** Start Records for the exercise **

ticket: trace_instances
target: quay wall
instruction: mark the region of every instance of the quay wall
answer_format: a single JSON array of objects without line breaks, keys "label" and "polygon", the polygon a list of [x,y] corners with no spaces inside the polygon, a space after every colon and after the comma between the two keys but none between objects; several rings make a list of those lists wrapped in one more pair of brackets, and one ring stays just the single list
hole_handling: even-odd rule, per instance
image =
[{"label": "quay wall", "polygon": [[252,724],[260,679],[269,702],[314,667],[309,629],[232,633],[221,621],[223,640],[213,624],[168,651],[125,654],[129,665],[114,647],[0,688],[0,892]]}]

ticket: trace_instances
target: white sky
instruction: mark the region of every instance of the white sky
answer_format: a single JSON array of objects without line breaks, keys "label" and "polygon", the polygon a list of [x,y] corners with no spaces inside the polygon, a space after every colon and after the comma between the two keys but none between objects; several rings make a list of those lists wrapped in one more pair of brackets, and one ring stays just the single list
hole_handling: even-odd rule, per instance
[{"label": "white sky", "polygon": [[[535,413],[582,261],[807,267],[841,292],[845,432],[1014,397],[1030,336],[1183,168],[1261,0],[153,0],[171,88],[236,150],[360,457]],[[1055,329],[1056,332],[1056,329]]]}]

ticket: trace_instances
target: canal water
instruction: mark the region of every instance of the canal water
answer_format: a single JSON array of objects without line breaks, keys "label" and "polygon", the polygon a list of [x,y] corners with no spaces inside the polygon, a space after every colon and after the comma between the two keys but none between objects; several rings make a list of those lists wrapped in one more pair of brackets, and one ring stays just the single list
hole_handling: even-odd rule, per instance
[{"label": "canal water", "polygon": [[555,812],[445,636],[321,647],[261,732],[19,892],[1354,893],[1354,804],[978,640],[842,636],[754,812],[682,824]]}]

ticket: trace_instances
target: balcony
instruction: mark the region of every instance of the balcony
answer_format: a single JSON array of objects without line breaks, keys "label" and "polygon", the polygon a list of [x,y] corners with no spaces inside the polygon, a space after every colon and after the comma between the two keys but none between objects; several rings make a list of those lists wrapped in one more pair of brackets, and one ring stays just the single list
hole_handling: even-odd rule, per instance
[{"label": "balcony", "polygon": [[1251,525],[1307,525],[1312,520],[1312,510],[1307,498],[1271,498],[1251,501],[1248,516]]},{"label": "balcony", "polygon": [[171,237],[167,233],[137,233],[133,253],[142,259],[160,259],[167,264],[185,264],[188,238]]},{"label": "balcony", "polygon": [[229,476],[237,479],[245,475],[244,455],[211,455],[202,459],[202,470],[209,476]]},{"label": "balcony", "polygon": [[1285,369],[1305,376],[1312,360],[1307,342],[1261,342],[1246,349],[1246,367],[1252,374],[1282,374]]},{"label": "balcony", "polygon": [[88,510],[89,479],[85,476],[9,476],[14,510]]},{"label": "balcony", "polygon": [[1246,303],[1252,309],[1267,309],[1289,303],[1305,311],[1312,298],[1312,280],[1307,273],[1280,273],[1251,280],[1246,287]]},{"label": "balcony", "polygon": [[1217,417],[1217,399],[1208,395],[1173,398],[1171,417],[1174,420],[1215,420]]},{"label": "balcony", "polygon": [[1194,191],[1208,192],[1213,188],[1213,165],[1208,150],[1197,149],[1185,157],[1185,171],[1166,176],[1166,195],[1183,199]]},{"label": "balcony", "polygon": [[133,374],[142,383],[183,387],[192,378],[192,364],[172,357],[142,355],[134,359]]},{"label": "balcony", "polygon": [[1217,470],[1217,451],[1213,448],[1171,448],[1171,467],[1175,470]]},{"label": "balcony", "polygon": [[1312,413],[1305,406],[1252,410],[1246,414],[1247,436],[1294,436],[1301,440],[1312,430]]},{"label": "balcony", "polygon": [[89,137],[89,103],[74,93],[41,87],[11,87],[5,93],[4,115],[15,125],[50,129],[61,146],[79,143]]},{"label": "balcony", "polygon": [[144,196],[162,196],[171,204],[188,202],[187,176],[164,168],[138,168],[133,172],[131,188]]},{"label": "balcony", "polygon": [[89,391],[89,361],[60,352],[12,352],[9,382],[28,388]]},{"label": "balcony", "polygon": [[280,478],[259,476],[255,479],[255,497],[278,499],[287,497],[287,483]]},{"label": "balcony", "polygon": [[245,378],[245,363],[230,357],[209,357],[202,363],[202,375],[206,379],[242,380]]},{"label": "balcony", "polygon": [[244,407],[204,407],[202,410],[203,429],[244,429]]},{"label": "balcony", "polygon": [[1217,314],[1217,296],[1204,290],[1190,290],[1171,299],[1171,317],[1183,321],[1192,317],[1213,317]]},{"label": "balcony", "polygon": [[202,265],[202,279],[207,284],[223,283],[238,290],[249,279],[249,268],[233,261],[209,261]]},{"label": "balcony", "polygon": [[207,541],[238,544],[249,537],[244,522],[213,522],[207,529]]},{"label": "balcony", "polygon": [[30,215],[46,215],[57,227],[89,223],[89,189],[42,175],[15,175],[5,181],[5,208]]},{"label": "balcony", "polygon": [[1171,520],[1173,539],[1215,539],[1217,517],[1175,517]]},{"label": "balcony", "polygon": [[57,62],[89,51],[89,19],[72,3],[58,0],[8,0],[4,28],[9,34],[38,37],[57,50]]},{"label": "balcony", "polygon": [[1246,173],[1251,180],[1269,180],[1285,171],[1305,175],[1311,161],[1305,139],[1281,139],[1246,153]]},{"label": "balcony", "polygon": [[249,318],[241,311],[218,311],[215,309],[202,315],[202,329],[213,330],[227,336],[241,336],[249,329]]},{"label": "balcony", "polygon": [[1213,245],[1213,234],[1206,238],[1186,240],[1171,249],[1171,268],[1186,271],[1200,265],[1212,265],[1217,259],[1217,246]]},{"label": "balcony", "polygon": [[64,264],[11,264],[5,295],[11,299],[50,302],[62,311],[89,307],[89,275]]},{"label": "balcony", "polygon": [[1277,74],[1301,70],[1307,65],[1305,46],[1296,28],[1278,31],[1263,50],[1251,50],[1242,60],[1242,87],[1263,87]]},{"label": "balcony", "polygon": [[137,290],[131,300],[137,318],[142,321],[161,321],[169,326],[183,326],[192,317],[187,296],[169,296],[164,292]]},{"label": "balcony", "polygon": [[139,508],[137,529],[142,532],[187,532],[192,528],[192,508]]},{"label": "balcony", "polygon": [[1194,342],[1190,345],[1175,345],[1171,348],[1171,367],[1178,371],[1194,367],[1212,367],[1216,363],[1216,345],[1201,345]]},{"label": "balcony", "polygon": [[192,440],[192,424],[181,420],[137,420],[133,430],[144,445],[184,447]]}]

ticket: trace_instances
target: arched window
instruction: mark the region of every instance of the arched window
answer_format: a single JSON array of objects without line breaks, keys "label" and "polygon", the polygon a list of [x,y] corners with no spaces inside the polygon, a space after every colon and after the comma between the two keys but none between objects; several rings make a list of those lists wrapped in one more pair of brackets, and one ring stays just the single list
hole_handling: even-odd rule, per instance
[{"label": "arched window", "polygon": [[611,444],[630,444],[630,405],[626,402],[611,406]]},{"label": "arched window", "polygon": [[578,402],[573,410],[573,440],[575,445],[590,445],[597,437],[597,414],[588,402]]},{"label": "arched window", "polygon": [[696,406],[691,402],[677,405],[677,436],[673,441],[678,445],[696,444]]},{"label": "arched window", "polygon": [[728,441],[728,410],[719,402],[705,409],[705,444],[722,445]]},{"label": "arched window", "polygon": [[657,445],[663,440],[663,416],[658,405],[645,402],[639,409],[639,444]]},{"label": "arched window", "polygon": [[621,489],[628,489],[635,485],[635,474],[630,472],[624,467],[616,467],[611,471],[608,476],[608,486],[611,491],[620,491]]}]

** End Records for the exercise **

Rewrite all the entries above, changing "mark the region" to "outline the area" wherever it occurs and leaving every other line as it is.

ticket: trace_instances
target: quay wall
instruction: outline the area of every instance of the quay wall
answer_format: a single JSON array of objects without line breaks, keys "label" and "polygon", the polygon a list of [x,y] corners with no spaces inside the polygon, a space after every colon and after the comma between the two keys but none between objects; several rings make a list of those lists wrapped in one more pair of brackets, and one ring stays just the single list
hole_handling: even-odd rule, per instance
image =
[{"label": "quay wall", "polygon": [[252,724],[260,679],[269,702],[314,667],[309,629],[232,633],[221,621],[223,640],[213,624],[168,651],[125,654],[129,665],[114,647],[0,688],[0,892]]}]

ticket: trace_instances
target: white sky
instruction: outline the area of every instance of the white sky
answer_format: a single JSON array of objects without line breaks, keys "label" and "polygon", the polygon a list of [x,y] corners with no spaces inside the polygon, a space after every colon and after the comma between the two keys but none between objects; several rings make a list of those lists wrapped in one more pair of brackets, and one ring stays just the single list
hole_handling: even-odd rule, per instance
[{"label": "white sky", "polygon": [[[535,413],[582,261],[807,267],[841,292],[845,432],[1014,397],[1030,336],[1183,168],[1261,0],[153,0],[171,88],[236,150],[360,457]],[[1055,329],[1056,332],[1056,329]]]}]

ticket: trace_instances
target: canal water
instruction: outline the area of every instance of the canal water
answer_format: a single JSON array of objects without line breaks, keys "label" and "polygon", the polygon a list of [x,y] corners with no spaces inside the polygon, a space after every colon and after the comma between the two keys but none between objects; several rings make a list of those lists wrapped in one more pair of brackets, and one ring stays just the single list
hole_handling: even-odd rule, per instance
[{"label": "canal water", "polygon": [[555,812],[445,636],[321,647],[261,732],[19,892],[1354,893],[1354,804],[978,640],[842,636],[754,812],[682,824]]}]

ticket: trace_instances
target: balcony
instruction: outline the area of every instance of the balcony
answer_format: a single JSON array of objects without line breaks, keys "label" and "polygon", the polygon a list of [x,y] corners with no spaces inside the polygon, a space after every colon and after the comma between the two keys but none between objects; several rings make a list of those lists wrapped in one more pair of brackets, and one ring stays just the single list
hole_handling: even-odd rule, per instance
[{"label": "balcony", "polygon": [[1251,525],[1307,525],[1312,520],[1312,510],[1307,498],[1271,498],[1251,501],[1248,516]]},{"label": "balcony", "polygon": [[171,237],[167,233],[137,233],[133,253],[142,259],[160,259],[167,264],[185,264],[188,238]]},{"label": "balcony", "polygon": [[229,476],[237,479],[245,475],[244,455],[211,455],[202,459],[202,470],[209,476]]},{"label": "balcony", "polygon": [[1285,369],[1305,376],[1312,360],[1307,342],[1261,342],[1246,349],[1246,367],[1252,374],[1282,374]]},{"label": "balcony", "polygon": [[88,510],[89,479],[85,476],[9,476],[14,510]]},{"label": "balcony", "polygon": [[1246,303],[1252,309],[1267,309],[1289,303],[1305,311],[1312,298],[1312,280],[1307,273],[1280,273],[1251,280],[1246,287]]},{"label": "balcony", "polygon": [[1217,417],[1217,399],[1208,395],[1173,398],[1171,417],[1174,420],[1215,420]]},{"label": "balcony", "polygon": [[1194,191],[1208,192],[1213,188],[1213,165],[1208,150],[1197,149],[1185,157],[1185,171],[1166,176],[1166,195],[1183,199]]},{"label": "balcony", "polygon": [[133,374],[142,383],[183,387],[192,378],[192,364],[172,357],[142,355],[134,359]]},{"label": "balcony", "polygon": [[1217,470],[1217,451],[1213,448],[1171,448],[1171,467],[1175,470]]},{"label": "balcony", "polygon": [[1312,413],[1305,406],[1252,410],[1246,414],[1247,436],[1294,436],[1301,440],[1312,430]]},{"label": "balcony", "polygon": [[89,137],[89,103],[74,93],[41,87],[11,87],[5,93],[4,115],[15,125],[50,129],[61,146],[79,143]]},{"label": "balcony", "polygon": [[144,196],[162,196],[171,204],[188,202],[187,176],[164,168],[138,168],[133,172],[131,188]]},{"label": "balcony", "polygon": [[89,391],[89,361],[60,352],[12,352],[9,382],[28,388]]},{"label": "balcony", "polygon": [[280,478],[259,476],[255,479],[255,497],[278,499],[287,497],[287,483]]},{"label": "balcony", "polygon": [[245,378],[245,363],[230,357],[209,357],[202,363],[202,375],[206,379],[242,380]]},{"label": "balcony", "polygon": [[244,407],[204,407],[202,410],[203,429],[244,429]]},{"label": "balcony", "polygon": [[1217,314],[1217,296],[1204,290],[1190,290],[1171,299],[1171,317],[1183,321],[1192,317],[1213,317]]},{"label": "balcony", "polygon": [[202,265],[202,279],[207,284],[223,283],[238,290],[249,279],[249,268],[233,261],[209,261]]},{"label": "balcony", "polygon": [[207,541],[238,544],[249,537],[244,522],[213,522],[207,529]]},{"label": "balcony", "polygon": [[30,215],[46,215],[57,227],[89,223],[89,189],[42,175],[15,175],[5,181],[5,208]]},{"label": "balcony", "polygon": [[1171,520],[1173,539],[1215,539],[1217,517],[1175,517]]},{"label": "balcony", "polygon": [[57,62],[89,51],[89,19],[72,3],[58,0],[8,0],[4,28],[9,34],[38,37],[57,50]]},{"label": "balcony", "polygon": [[1246,173],[1251,180],[1269,180],[1285,171],[1305,175],[1311,161],[1305,139],[1281,139],[1246,153]]},{"label": "balcony", "polygon": [[249,318],[241,311],[218,311],[215,309],[202,315],[202,329],[213,330],[227,336],[241,336],[249,329]]},{"label": "balcony", "polygon": [[1213,245],[1213,234],[1206,238],[1186,240],[1171,249],[1171,268],[1186,271],[1200,265],[1212,265],[1217,259],[1217,246]]},{"label": "balcony", "polygon": [[64,264],[11,264],[5,295],[11,299],[50,302],[62,311],[89,307],[89,275]]},{"label": "balcony", "polygon": [[1277,74],[1301,70],[1307,65],[1305,46],[1296,28],[1278,31],[1263,50],[1251,50],[1242,60],[1242,87],[1263,87]]},{"label": "balcony", "polygon": [[137,290],[131,300],[137,318],[142,321],[161,321],[169,326],[183,326],[192,317],[187,296],[169,296],[164,292]]},{"label": "balcony", "polygon": [[139,508],[137,529],[142,532],[187,532],[192,528],[192,508]]},{"label": "balcony", "polygon": [[1194,342],[1190,345],[1175,345],[1171,348],[1171,367],[1178,371],[1194,367],[1212,367],[1216,363],[1216,345],[1201,345]]},{"label": "balcony", "polygon": [[192,440],[192,424],[181,420],[137,420],[133,430],[144,445],[184,447]]}]

ticket: trace_instances
target: arched window
instruction: outline the area of every instance of the arched window
answer_format: a single JSON array of objects without line breaks, keys "label" and "polygon", the polygon a list of [x,y] corners with no spaces inside the polygon, a space after every colon and after the comma between the two keys but none between objects; several rings make a list of those lists wrapped in one more pair of brackets, and one ring stays just the single list
hole_handling: even-odd rule, per instance
[{"label": "arched window", "polygon": [[611,444],[630,444],[630,405],[626,402],[611,406]]},{"label": "arched window", "polygon": [[578,402],[573,410],[573,440],[575,445],[590,445],[597,437],[597,414],[588,402]]},{"label": "arched window", "polygon": [[696,406],[691,402],[677,405],[677,436],[673,441],[678,445],[696,444]]},{"label": "arched window", "polygon": [[728,441],[728,410],[719,402],[705,409],[705,444],[722,445]]},{"label": "arched window", "polygon": [[657,445],[663,440],[663,416],[658,405],[645,402],[639,409],[639,444]]},{"label": "arched window", "polygon": [[621,489],[628,489],[635,485],[635,474],[630,472],[624,467],[616,467],[611,471],[608,476],[608,486],[611,491],[620,491]]}]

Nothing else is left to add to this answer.